PASSAGE TO READ:
--*--
1. IDENTIFICATION CHECK.  Does your pet have a collar and tags with updated info?  If your pet is microchipped, have you updated your contact information in the past year?  The holidays bring an increase of pets who will sneak out the door unexpectedly and end up in a shelter.  If you have guests visiting your home for the holiday or if you are leaving your pet with a sitter, this is an important step to ensure the safety of your pet.


2. SAFE SPACE.  Whether guests are coming to your home or you are traveling with your pet, make sure your pet has a safe space away from the activities.  This could be a crate or a guest bedroom.  Set up your pet with water, a blanket and a favorite toy to help him/her feel more at ease.
--*--
Rows contained in a dataset
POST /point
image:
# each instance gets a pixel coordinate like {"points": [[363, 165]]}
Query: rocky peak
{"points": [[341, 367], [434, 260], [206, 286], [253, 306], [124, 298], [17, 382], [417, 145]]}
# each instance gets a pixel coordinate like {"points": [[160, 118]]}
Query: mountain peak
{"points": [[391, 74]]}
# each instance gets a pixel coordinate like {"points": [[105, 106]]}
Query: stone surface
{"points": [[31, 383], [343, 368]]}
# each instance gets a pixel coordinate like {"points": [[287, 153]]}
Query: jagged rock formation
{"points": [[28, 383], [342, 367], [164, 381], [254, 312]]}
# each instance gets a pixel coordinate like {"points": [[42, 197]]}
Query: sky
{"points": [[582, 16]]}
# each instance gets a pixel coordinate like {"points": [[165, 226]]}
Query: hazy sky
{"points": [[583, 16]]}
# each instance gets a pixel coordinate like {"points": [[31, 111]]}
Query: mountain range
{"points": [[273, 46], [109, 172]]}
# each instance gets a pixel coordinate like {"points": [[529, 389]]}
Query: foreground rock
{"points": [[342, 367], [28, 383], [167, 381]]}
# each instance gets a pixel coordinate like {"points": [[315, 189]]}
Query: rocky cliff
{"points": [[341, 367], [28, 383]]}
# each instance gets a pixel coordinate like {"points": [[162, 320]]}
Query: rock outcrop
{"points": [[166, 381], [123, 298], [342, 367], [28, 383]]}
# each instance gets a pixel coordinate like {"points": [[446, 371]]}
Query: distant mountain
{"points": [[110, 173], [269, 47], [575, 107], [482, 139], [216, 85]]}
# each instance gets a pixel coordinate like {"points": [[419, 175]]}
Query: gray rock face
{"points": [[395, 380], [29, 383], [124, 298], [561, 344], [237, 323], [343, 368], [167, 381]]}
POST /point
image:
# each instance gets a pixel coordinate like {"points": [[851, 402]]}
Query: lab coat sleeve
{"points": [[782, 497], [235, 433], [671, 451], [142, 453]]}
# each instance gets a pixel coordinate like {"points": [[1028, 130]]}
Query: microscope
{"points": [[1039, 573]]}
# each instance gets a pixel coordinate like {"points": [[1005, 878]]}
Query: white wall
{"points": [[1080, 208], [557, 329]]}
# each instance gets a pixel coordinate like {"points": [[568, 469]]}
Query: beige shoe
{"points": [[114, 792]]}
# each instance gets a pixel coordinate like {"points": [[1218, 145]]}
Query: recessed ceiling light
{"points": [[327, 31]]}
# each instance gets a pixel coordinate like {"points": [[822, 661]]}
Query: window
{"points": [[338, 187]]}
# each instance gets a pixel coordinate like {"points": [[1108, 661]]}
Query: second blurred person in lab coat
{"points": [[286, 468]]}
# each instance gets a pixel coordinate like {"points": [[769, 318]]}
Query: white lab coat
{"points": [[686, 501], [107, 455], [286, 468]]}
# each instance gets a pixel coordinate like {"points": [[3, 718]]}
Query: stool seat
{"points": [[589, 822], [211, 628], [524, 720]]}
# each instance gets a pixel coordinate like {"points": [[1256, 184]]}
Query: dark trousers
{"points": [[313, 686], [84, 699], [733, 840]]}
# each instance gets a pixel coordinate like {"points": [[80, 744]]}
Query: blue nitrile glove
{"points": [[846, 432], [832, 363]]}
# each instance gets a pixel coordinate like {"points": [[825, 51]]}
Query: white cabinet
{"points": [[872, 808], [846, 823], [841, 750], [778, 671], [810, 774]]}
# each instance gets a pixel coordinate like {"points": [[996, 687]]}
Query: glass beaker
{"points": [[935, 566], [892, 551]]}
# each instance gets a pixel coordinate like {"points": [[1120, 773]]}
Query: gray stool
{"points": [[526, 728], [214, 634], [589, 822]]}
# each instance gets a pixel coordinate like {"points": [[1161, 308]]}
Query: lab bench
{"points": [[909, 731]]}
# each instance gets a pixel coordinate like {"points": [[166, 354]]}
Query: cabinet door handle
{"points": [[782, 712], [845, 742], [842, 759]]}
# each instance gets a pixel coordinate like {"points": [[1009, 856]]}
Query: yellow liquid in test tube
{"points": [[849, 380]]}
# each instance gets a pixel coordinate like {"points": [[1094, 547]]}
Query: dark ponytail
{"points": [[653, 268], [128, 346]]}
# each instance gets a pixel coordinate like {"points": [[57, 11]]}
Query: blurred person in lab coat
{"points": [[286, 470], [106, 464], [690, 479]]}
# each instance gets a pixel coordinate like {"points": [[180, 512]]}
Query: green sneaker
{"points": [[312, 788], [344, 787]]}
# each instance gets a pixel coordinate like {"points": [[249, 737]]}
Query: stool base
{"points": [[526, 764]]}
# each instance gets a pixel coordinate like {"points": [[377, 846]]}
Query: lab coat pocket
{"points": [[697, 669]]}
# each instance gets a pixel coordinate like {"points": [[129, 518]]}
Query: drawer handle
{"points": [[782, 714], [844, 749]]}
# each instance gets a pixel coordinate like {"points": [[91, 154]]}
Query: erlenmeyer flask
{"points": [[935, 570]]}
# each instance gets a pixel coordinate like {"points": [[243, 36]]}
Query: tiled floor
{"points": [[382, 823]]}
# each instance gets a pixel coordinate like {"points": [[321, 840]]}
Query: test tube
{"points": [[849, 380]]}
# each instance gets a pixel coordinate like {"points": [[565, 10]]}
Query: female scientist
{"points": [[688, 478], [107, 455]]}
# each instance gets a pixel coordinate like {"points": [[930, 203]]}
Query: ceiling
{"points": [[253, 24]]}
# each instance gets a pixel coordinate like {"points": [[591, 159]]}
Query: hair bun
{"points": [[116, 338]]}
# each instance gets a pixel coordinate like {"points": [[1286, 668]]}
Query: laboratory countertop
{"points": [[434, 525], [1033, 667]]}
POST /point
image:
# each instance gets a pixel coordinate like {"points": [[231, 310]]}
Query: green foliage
--*--
EXERCISE DESCRIPTION:
Continue the holiday pet safety tips, starting after the last sentence of the second tip. These rows stand apart from the holiday pet safety tips and are separate material.

FINAL ANSWER:
3. FOODS TO AVOID.  Many foods that are perfectly safe for humans, can be extremely toxic to pets.  It’s best to keep them on their regular diet to prevent any illness.  Here are some people foods that should be avoided at all costs:thanksgiving-dinner

  • Fatty Foods.  Meat drippings or scraps even in small amounts can cause a life-threatening condition in pets known as pancreatitis.  Pancreatitis is an inflammation of the pancreas that can result in a trip the veterinarian.  Clinical symptoms of pancreatitis are vomiting, diarrhea, loss of appetite and abdominal pain.
  • Desserts.  Most desserts contain chocolate which is well-known by most to be toxic to dogs.  Remember the darker the chocolate, the more serious the ingestion.  Many desserts and candies may also contain an artificial sweetener called xylitol. This is dangerous to pets.  It can cause a rapid drop in blood sugar along with liver damage.
  • Raisins/Grapes.  These can be found in some of our Thanksgiving favorites and can cause acute renal failure even in small amounts.
  • Bones. Turkey or ham bones can cause obstructions if eaten, as well as, can make your pet’s tummy upset.  It’s best to get a pet- safe bone or goodie for them to enjoy for the holiday.